═══ Excerpted text

Among other things, it nearly tripled our stockholders' equity from a
year ago, significantly reduced our debt leverage ratio, and, going
forward, is expected to shelter, on a cash basis, more than two billion
dollars of future earnings from income taxes. All of this will
meaningfully support our ability to advance our business goals."
"Through execution on our core strategic initiatives, we also achieved
our community count growth objective, ending the fourth quarter with 227
communities, a 19% increase from last year," continued Mezger. "Our
higher community count helped us generate double-digit year-over-year
growth in net orders, a 22% increase in net order value, and a 34% rise
in our ending backlog value for the quarter. Looking forward, we believe
that our higher backlog and expanded community footprint have positioned
us for further success in the coming year."
"We are energized by our achievements in 2014 and the opportunities
ahead," said Mezger. "To build on our progress, in 2015 we will focus on
key initiatives to extend our profitable growth trajectory and enhance
our capital efficiency. These initiatives will emphasize generating cash
from our operations, expanding our community count, gaining share in our
served markets, increasing our operating income margin and improving our
return on invested capital, with the aim of driving enhanced long-term
performance and value for our stockholders."
Earnings Conference Call
The conference call on the fourth quarter 2014 earnings will be
broadcast live TODAY at 8:30 a.m. Pacific Standard Time, 11:30 a.m.
Eastern Standard Time. To listen, please go to the Investor Relations
section of the Company's website at www.kbhome.com.

══════
═══ Dataset content

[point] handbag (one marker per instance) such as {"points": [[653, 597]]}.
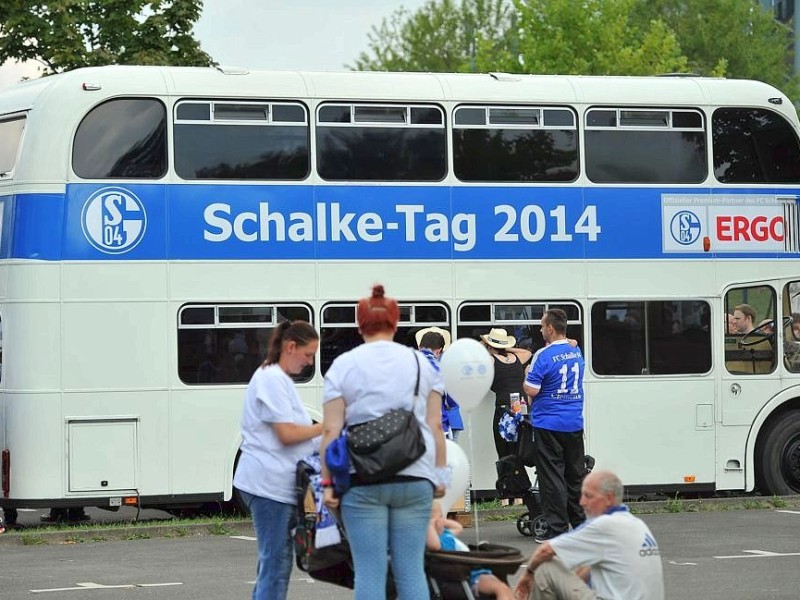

══════

- [What you should do]: Using the earnings excerpt, mark each statement yes or no and quote the words that decide it: (a) The company ended the fourth quarter with 227 communities. (b) Net order value rose 34% for the quarter. (c) The conference call starts at 8:30 a.m. Eastern Standard Time. Rely on the earnings excerpt alone.

- [Result]:
(a) Yes: "ending the fourth quarter with 227 communities"
(b) No: "a 22% increase in net order value"
(c) No: "8:30 a.m. Pacific Standard Time, 11:30 a.m. Eastern Standard Time"